### PASSAGE CHOISI
Nesakumar est né en 1983 dans la partie à majorité tamoule de l'île. C'est à cette époque qu'a commencé au Sri Lanka une guerre civile de plusieurs décennies entre Cinghalais et Tamouls. Pendant la guerre, les séparatistes tamouls, notamment les Tigres de libération de l'Eelam tamoul (LTTE) – plus connus sous le nom de Tigres tamouls – se sont battus pour l'indépendance. En 2009, la guerre civile a pris fin après plus de 25 ans. Le gouvernement cinghalais a gagné la guerre et met depuis en place de nombreuses mesures pour empêcher une nouvelle expansion des LTTE.
Le père de Nesakumar aurait été tué en 1988 par le gouvernement sri-lankais ainsi que d'autres membres de sa famille en tant que partisans des Tigres tamouls. De nombreux membres de sa famille ont alors pris la fuite. Seuls lui et sa mère sont restés au Sri Lanka et ont déménagé à Colombo par peur. Nesakumar aurait étudié l'informatique, fondé son propre institut et formé des étudiants. Mais après la fin de la guerre civile, le passé l'aurait rattrapé. Il aurait été enlevé et torturé. Les ravisseurs étaient d'avis que Nesakumar soutenait la reconstruction des Tigres tamouls. Nesakumar le nie. Pour être libéré, il a dû payer une grosse somme.
Il a alors décidé de prendre la fuite. Avec sa femme Thanusika, qu'il avait épousée un an auparavant, il est entré illégalement en Suisse via Dubaï et l'Italie, et a déposé une demande d'asile. Lors de la procédure d'asile, Nesakumar a décrit son histoire, qui est consignée dans les documents. Il n'est pas possible de vérifier ces récits de manière indépendante.
La famille était bien intégrée
En Suisse, Nesakumar et Thanusika ont dû attendre trois ans avant d'obtenir l'asile. Pendant cette période, ils ont vécu dans différents centres d'asile du canton de Berne. En 2018, ils ont reçu une décision d'asile négative. Le SEM a motivé sa décision de la manière suivante: les récits de Nesakumar contiennent des «incohérences et des contradictions» et sont «invraisemblables». Le SEM lui a demandé de quitter la Suisse. Un retour volontaire n'a cependant jamais été une option. C'est pourquoi ils ont continué à vivre illégalement en Suisse pendant cinq ans.

### À FAIRE
(1) Indiquez si chacune des affirmations suivantes concorde avec le passage choisi, en répondant par oui ou par non et en citant mot pour mot les termes décisifs : (a) La guerre civile au Sri Lanka a duré plus de 25 ans. (b) Nesakumar est resté au Sri Lanka avec son père. (c) Nesakumar et Thanusika ont reçu une décision d'asile positive en 2018.
(2) Restituez à l'identique l'extrait du passage choisi qui commence par « Le père de Nesakumar » et se termine par « une grosse somme. ».

### DONNÉES D'ENTRÉE
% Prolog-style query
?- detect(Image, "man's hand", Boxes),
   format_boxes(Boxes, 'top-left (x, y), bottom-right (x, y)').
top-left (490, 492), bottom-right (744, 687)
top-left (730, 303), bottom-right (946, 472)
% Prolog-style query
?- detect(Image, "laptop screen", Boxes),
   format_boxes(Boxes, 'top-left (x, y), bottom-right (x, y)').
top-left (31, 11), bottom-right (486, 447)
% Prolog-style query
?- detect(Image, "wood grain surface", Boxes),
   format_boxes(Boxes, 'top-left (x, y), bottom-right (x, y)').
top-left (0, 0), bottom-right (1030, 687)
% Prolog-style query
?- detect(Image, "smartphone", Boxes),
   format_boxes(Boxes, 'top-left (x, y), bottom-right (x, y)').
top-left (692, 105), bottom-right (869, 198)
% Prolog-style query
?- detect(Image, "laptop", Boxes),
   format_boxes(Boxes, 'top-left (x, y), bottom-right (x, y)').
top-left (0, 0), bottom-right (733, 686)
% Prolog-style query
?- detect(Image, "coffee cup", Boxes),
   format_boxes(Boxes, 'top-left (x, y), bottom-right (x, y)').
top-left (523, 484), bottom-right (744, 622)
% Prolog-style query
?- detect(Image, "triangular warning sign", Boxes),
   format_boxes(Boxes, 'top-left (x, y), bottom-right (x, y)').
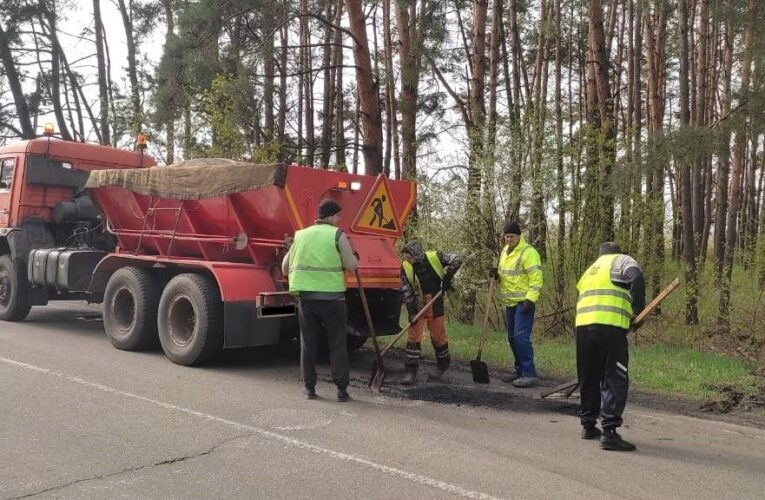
top-left (351, 175), bottom-right (403, 238)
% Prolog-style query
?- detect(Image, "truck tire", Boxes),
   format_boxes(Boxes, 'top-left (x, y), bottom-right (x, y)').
top-left (158, 274), bottom-right (223, 366)
top-left (0, 255), bottom-right (32, 321)
top-left (104, 267), bottom-right (160, 351)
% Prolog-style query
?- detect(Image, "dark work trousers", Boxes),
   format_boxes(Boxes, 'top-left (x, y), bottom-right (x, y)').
top-left (576, 325), bottom-right (630, 429)
top-left (505, 305), bottom-right (537, 377)
top-left (298, 299), bottom-right (350, 389)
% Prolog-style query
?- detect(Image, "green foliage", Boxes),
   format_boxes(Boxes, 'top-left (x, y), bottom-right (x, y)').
top-left (202, 75), bottom-right (244, 158)
top-left (252, 139), bottom-right (282, 163)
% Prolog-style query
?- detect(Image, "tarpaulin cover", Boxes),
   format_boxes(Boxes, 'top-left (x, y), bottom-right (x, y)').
top-left (85, 158), bottom-right (286, 200)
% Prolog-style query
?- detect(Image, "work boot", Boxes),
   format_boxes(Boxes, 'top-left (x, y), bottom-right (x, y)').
top-left (600, 429), bottom-right (636, 451)
top-left (513, 377), bottom-right (539, 389)
top-left (582, 424), bottom-right (603, 439)
top-left (337, 387), bottom-right (351, 403)
top-left (303, 385), bottom-right (317, 399)
top-left (400, 368), bottom-right (417, 385)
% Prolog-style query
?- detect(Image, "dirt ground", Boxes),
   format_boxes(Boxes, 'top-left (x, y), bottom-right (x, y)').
top-left (353, 351), bottom-right (765, 428)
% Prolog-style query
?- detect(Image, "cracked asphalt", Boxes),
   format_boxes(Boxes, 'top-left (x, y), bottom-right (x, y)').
top-left (0, 303), bottom-right (765, 499)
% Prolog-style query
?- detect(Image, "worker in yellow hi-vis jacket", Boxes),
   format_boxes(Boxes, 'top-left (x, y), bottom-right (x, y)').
top-left (496, 221), bottom-right (542, 387)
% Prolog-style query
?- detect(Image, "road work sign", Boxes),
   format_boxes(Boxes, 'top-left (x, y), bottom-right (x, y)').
top-left (351, 175), bottom-right (402, 238)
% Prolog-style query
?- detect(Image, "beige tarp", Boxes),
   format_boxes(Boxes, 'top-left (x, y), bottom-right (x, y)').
top-left (85, 158), bottom-right (286, 200)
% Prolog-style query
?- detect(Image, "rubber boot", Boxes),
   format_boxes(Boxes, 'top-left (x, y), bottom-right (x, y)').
top-left (582, 424), bottom-right (603, 439)
top-left (430, 345), bottom-right (452, 380)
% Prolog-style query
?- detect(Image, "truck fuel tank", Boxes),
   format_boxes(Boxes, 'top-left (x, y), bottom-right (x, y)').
top-left (28, 248), bottom-right (106, 292)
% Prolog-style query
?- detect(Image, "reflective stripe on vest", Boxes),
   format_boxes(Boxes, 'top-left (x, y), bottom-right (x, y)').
top-left (289, 224), bottom-right (345, 295)
top-left (576, 254), bottom-right (632, 330)
top-left (401, 250), bottom-right (446, 289)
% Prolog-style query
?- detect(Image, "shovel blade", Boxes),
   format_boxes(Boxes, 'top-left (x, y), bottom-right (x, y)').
top-left (470, 359), bottom-right (489, 384)
top-left (369, 370), bottom-right (385, 394)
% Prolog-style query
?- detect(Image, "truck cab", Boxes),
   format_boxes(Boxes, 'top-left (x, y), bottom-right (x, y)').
top-left (0, 137), bottom-right (155, 321)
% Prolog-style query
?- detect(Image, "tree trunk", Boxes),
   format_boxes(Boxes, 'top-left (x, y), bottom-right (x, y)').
top-left (714, 21), bottom-right (735, 287)
top-left (263, 10), bottom-right (276, 143)
top-left (276, 23), bottom-right (290, 145)
top-left (161, 0), bottom-right (175, 161)
top-left (118, 0), bottom-right (143, 135)
top-left (679, 0), bottom-right (699, 325)
top-left (335, 0), bottom-right (345, 169)
top-left (529, 0), bottom-right (549, 257)
top-left (396, 0), bottom-right (420, 180)
top-left (0, 26), bottom-right (35, 139)
top-left (553, 0), bottom-right (566, 304)
top-left (345, 0), bottom-right (383, 175)
top-left (718, 0), bottom-right (758, 327)
top-left (320, 0), bottom-right (342, 168)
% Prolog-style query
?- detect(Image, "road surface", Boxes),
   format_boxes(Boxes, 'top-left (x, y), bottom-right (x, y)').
top-left (0, 303), bottom-right (765, 499)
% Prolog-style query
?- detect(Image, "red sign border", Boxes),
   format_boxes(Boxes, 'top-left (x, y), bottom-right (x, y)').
top-left (351, 174), bottom-right (404, 238)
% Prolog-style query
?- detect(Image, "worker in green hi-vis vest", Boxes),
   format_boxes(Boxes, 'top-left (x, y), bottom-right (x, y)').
top-left (576, 241), bottom-right (645, 451)
top-left (282, 199), bottom-right (358, 402)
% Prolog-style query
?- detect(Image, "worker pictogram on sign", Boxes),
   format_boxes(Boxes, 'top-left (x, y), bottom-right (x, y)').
top-left (351, 175), bottom-right (402, 237)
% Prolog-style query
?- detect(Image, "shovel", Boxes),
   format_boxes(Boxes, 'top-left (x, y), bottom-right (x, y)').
top-left (354, 268), bottom-right (383, 388)
top-left (369, 290), bottom-right (444, 393)
top-left (470, 278), bottom-right (494, 384)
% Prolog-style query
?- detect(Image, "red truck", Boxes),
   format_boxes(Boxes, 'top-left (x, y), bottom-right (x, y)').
top-left (0, 138), bottom-right (416, 365)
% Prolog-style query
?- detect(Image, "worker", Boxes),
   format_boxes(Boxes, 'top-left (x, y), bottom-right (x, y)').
top-left (282, 199), bottom-right (358, 402)
top-left (576, 242), bottom-right (645, 451)
top-left (495, 221), bottom-right (542, 388)
top-left (401, 240), bottom-right (462, 385)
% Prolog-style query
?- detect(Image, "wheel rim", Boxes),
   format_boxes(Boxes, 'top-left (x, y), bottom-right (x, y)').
top-left (0, 267), bottom-right (11, 307)
top-left (112, 287), bottom-right (135, 335)
top-left (169, 295), bottom-right (197, 346)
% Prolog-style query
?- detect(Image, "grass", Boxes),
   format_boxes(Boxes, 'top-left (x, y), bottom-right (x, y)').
top-left (400, 322), bottom-right (758, 399)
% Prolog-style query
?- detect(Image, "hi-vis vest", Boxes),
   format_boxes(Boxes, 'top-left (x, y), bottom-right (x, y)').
top-left (289, 224), bottom-right (345, 295)
top-left (576, 254), bottom-right (632, 330)
top-left (497, 238), bottom-right (542, 307)
top-left (401, 251), bottom-right (446, 290)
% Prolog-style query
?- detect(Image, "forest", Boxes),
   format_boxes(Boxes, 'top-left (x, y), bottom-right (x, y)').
top-left (0, 0), bottom-right (765, 360)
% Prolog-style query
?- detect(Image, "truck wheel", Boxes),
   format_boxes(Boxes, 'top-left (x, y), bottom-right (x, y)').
top-left (158, 274), bottom-right (223, 366)
top-left (0, 255), bottom-right (32, 321)
top-left (348, 335), bottom-right (368, 352)
top-left (104, 267), bottom-right (160, 351)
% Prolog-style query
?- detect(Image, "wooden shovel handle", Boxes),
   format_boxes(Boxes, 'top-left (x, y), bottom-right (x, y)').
top-left (353, 267), bottom-right (382, 362)
top-left (632, 278), bottom-right (680, 325)
top-left (476, 278), bottom-right (495, 361)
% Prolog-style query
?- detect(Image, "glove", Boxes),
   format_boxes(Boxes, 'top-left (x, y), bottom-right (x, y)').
top-left (406, 307), bottom-right (417, 323)
top-left (521, 300), bottom-right (537, 314)
top-left (489, 266), bottom-right (499, 281)
top-left (441, 276), bottom-right (452, 292)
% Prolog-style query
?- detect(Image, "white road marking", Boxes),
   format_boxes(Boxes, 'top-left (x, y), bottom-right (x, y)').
top-left (0, 357), bottom-right (497, 500)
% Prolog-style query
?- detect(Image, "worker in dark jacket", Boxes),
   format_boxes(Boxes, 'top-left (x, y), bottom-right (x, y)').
top-left (401, 240), bottom-right (462, 385)
top-left (576, 242), bottom-right (645, 451)
top-left (282, 199), bottom-right (358, 402)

### RÉPONSES RÉDIGÉES
(1)
(a) Oui : « En 2009, la guerre civile a pris fin après plus de 25 ans. »
(b) Non : « Seuls lui et sa mère sont restés au Sri Lanka et ont déménagé à Colombo par peur. »
(c) Non : « En 2018, ils ont reçu une décision d'asile négative. »

(2)
Le père de Nesakumar aurait été tué en 1988 par le gouvernement sri-lankais ainsi que d'autres membres de sa famille en tant que partisans des Tigres tamouls. De nombreux membres de sa famille ont alors pris la fuite. Seuls lui et sa mère sont restés au Sri Lanka et ont déménagé à Colombo par peur. Nesakumar aurait étudié l'informatique, fondé son propre institut et formé des étudiants. Mais après la fin de la guerre civile, le passé l'aurait rattrapé. Il aurait été enlevé et torturé. Les ravisseurs étaient d'avis que Nesakumar soutenait la reconstruction des Tigres tamouls. Nesakumar le nie. Pour être libéré, il a dû payer une grosse somme.